Directions:
From the line that contains "Target: wooden pillar" to the final line of the entries, return every line exactly and leave out all others.

══════

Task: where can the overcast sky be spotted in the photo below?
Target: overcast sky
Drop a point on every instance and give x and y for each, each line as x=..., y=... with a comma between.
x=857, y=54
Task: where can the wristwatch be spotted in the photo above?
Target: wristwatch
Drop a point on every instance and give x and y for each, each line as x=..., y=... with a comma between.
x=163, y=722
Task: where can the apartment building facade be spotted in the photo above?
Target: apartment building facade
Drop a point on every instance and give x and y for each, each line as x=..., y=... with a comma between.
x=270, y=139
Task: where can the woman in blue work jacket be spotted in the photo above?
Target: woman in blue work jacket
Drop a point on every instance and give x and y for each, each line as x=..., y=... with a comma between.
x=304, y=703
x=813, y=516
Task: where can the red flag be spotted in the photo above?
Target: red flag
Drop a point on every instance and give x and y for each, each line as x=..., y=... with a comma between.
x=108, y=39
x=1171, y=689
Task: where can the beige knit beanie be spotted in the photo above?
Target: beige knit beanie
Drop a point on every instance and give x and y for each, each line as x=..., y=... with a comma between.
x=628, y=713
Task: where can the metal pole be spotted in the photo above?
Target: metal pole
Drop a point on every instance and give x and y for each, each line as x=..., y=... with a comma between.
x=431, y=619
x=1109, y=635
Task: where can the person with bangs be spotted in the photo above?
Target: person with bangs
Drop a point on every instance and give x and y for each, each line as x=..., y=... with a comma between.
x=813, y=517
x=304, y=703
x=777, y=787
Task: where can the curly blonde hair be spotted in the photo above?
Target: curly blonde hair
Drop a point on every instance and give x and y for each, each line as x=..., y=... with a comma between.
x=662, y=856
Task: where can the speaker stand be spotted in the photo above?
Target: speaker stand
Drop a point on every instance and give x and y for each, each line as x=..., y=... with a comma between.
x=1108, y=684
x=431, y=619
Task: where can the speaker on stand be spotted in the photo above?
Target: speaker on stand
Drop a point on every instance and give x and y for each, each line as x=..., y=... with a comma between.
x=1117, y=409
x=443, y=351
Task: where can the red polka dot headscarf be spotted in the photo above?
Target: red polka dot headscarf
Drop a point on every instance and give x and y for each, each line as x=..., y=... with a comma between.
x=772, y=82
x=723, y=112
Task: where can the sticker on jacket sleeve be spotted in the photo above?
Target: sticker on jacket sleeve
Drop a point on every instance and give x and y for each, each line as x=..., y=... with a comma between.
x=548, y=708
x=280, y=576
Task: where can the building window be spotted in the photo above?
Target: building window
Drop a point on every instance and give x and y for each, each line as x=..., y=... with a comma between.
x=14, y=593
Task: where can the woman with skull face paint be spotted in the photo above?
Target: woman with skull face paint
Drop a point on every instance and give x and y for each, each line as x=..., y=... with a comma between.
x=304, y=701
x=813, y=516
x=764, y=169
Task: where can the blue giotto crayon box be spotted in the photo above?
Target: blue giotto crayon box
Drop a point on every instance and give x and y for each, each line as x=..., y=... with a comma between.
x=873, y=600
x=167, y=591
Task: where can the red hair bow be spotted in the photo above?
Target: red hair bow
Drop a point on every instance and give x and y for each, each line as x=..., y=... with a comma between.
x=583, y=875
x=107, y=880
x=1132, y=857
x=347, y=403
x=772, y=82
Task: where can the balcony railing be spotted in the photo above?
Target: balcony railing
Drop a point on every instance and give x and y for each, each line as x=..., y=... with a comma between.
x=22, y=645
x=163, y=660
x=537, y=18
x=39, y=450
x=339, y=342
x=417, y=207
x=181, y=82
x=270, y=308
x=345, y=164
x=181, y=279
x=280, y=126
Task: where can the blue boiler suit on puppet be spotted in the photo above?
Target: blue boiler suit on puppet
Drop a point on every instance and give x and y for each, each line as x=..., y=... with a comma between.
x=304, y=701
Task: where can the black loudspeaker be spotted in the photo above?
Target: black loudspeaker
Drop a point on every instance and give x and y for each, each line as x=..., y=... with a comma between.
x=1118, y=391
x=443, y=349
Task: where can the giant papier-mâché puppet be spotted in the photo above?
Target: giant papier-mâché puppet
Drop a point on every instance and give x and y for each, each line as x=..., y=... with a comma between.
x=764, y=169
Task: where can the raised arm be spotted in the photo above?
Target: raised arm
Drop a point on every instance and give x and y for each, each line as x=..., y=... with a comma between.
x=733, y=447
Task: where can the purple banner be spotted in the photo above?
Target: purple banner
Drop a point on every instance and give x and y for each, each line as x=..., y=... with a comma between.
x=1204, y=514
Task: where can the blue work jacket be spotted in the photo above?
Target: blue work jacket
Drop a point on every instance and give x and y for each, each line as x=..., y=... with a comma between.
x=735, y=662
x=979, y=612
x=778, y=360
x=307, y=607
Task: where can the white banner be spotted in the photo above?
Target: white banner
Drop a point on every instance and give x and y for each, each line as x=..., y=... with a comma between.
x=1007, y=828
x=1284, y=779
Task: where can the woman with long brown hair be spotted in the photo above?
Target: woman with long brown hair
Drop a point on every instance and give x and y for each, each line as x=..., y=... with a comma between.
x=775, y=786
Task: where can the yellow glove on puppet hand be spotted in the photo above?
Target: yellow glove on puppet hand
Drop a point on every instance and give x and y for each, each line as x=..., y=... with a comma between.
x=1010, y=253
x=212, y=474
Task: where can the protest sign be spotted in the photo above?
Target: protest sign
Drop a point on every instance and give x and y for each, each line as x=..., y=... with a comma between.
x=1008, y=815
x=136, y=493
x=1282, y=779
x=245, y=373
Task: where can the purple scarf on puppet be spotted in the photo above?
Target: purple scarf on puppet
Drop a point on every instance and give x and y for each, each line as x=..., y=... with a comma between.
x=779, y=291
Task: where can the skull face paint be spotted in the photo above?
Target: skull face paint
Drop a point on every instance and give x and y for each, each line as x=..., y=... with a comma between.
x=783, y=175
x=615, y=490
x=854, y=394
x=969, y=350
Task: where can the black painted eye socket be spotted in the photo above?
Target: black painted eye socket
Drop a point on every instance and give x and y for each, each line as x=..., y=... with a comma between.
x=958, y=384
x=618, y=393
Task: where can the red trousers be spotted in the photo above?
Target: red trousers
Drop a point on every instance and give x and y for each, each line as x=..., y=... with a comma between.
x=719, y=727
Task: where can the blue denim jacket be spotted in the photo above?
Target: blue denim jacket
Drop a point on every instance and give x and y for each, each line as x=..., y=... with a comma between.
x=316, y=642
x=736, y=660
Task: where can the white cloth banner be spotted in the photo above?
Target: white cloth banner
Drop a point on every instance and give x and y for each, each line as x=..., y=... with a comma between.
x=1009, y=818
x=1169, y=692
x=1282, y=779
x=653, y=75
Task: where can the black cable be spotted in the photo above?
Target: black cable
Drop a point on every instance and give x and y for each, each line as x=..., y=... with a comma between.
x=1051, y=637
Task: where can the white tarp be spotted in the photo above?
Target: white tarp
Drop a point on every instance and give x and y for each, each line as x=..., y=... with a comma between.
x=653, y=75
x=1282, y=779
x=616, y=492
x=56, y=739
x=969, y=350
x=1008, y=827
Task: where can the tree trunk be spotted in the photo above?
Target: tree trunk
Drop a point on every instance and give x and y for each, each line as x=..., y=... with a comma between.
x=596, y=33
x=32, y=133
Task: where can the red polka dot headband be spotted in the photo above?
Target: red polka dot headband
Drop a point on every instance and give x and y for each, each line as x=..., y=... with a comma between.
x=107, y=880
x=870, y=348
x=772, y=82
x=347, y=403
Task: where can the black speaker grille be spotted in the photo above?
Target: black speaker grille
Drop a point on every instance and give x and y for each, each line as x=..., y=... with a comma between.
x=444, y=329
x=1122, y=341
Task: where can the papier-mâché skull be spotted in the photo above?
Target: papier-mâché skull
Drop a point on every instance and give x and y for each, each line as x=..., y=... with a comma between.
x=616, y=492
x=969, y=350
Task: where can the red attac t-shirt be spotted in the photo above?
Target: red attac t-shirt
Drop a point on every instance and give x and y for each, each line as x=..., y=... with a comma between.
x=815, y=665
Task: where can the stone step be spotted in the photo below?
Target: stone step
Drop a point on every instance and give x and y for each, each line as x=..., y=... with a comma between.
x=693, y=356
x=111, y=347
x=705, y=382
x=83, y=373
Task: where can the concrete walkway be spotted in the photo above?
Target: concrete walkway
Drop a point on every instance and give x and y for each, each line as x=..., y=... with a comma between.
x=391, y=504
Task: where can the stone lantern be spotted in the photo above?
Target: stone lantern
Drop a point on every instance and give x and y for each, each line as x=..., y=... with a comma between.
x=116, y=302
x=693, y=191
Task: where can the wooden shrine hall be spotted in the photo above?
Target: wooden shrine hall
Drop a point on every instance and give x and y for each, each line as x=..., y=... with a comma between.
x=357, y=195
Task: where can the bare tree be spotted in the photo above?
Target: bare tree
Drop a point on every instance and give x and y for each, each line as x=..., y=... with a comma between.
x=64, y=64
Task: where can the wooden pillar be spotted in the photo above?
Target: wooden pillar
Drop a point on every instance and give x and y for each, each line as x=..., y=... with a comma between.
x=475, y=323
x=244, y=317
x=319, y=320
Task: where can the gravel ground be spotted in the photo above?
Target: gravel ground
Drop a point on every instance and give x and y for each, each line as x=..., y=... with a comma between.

══════

Exercise result:
Target: wooden pillar
Drop a point on every instance and give x and y for each, each line as x=..., y=... with a comma between.
x=475, y=323
x=244, y=317
x=319, y=320
Task: where can the gravel ground be spotted in the photo above?
Target: gravel ground
Drop a point on every instance and give x and y for each, each line as x=..., y=... with a comma between.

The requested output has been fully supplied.